§ SUPPLIED DATA:
⟨

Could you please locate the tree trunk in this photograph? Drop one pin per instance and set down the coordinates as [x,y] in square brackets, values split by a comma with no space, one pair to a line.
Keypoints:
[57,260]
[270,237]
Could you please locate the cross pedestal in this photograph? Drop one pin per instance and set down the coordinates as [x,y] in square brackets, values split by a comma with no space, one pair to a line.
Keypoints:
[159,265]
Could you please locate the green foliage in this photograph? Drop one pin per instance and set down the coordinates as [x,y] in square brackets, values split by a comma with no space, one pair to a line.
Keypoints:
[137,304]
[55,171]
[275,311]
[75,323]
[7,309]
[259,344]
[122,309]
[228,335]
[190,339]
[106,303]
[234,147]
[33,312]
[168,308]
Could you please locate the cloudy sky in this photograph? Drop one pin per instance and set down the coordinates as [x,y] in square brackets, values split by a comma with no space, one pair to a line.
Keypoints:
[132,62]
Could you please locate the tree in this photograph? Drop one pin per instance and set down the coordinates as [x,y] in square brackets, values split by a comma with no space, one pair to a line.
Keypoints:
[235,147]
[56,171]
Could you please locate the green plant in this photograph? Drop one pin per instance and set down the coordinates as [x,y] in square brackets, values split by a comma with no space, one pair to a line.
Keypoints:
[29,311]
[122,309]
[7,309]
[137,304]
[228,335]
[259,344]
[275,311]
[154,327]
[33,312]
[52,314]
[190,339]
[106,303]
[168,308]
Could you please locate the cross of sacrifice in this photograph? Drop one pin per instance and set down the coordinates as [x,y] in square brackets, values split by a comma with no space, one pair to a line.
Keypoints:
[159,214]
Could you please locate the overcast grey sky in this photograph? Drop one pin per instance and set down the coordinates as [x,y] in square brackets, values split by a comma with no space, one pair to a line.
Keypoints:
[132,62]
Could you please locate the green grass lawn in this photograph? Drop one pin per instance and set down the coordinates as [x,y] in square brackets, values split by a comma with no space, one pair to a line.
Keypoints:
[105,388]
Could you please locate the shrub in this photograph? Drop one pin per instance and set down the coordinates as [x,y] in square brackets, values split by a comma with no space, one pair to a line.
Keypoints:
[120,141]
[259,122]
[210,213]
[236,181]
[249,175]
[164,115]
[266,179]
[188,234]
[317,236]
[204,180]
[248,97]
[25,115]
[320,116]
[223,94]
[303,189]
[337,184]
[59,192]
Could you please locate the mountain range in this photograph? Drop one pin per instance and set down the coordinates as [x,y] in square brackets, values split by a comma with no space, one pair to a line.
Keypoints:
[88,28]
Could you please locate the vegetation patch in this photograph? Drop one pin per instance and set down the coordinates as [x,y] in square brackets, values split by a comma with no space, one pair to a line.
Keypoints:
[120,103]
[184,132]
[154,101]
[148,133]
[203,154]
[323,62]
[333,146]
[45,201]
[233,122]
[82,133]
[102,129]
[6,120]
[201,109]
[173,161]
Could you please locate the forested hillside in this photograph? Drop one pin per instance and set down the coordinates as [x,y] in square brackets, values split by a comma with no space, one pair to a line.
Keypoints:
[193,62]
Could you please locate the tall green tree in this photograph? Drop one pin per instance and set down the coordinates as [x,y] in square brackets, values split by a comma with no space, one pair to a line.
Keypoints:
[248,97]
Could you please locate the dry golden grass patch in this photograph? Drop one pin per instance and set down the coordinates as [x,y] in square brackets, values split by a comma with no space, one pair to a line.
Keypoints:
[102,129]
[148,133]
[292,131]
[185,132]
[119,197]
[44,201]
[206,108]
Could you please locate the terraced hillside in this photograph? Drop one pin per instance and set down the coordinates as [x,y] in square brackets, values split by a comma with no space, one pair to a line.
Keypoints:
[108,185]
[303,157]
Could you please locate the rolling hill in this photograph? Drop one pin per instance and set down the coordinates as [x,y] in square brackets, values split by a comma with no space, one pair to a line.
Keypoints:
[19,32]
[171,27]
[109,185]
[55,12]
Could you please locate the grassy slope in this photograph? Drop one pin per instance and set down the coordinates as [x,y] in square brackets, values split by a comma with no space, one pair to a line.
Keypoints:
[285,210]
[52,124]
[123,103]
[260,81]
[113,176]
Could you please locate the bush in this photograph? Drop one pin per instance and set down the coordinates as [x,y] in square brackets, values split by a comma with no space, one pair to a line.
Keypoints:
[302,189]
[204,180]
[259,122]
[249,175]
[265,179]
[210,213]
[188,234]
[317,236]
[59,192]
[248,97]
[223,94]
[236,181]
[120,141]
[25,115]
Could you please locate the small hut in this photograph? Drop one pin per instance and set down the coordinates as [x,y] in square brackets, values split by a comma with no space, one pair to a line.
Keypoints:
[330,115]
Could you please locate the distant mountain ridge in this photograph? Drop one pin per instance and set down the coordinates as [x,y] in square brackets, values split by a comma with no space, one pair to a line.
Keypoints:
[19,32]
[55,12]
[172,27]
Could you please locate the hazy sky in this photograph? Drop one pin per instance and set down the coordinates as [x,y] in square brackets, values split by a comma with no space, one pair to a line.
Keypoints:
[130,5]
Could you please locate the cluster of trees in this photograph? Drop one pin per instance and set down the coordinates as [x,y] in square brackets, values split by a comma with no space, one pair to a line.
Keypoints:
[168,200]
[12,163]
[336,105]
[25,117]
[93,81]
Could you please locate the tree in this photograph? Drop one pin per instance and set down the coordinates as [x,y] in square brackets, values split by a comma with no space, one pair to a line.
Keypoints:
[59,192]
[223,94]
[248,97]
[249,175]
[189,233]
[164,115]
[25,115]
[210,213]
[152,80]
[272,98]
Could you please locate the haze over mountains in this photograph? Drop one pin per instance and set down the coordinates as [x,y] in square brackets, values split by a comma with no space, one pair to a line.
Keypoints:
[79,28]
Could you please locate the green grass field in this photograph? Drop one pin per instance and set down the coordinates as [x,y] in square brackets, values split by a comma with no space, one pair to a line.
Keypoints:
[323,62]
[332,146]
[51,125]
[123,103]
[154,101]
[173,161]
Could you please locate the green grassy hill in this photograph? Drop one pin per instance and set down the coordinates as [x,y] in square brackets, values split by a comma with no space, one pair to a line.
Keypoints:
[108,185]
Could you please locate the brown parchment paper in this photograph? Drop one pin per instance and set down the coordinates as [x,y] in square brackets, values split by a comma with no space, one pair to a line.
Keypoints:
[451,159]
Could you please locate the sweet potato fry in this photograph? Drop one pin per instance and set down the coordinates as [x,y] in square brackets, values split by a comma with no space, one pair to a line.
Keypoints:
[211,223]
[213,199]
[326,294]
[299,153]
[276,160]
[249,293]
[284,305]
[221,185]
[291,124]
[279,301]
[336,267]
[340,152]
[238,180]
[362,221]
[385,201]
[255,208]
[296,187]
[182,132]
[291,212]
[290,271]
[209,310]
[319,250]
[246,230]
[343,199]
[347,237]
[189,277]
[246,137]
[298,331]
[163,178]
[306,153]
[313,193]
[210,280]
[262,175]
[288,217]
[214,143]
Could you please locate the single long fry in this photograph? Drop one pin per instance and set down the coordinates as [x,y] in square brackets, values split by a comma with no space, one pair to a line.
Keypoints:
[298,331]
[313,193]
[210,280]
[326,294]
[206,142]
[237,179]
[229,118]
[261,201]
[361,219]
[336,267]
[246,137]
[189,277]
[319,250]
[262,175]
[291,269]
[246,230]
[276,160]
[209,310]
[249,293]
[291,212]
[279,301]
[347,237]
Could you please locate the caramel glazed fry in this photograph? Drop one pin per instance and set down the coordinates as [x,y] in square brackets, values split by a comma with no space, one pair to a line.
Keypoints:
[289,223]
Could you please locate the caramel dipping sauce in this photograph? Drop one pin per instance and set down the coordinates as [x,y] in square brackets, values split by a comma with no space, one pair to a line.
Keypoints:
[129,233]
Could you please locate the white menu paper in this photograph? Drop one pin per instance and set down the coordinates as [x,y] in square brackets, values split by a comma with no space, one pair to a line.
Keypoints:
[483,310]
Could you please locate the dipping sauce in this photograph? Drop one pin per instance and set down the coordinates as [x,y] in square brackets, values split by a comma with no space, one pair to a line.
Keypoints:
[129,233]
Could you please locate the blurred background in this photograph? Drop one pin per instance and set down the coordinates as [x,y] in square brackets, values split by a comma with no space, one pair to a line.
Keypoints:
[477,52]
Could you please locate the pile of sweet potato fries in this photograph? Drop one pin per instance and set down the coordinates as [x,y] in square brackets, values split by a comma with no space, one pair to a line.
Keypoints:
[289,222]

⟩

§ PROBLEM STATEMENT: Each line from the one containing "Could you please locate the white" to the end of the listing above should be copied exactly, and nothing else.

§ FULL OUTPUT:
Could you please locate the white menu paper in this photograph? Drop one pin per instance and set down the coordinates as [x,y] in square brackets, values split by a comma with no space, one pair to a line.
Keypoints:
[483,310]
Could you please locate the dipping sauce in this photograph? Drop one pin per instance and set down the coordinates as [x,y] in square brackets, values split by a comma with no space, one pair to a line.
Keypoints:
[129,233]
Could you please locate the blurred background in this photograph? Drop one pin per instance and set down the coordinates as [x,y] in square brackets, values split by a comma with no space, one pair to a line.
Keypoints:
[477,52]
Could you please locate the pile of sweet potato fries in this photograph? Drop one pin per instance and set down the coordinates as [x,y] in square brackets, values split by a comma with no space, one pair to a line.
Keypoints:
[289,222]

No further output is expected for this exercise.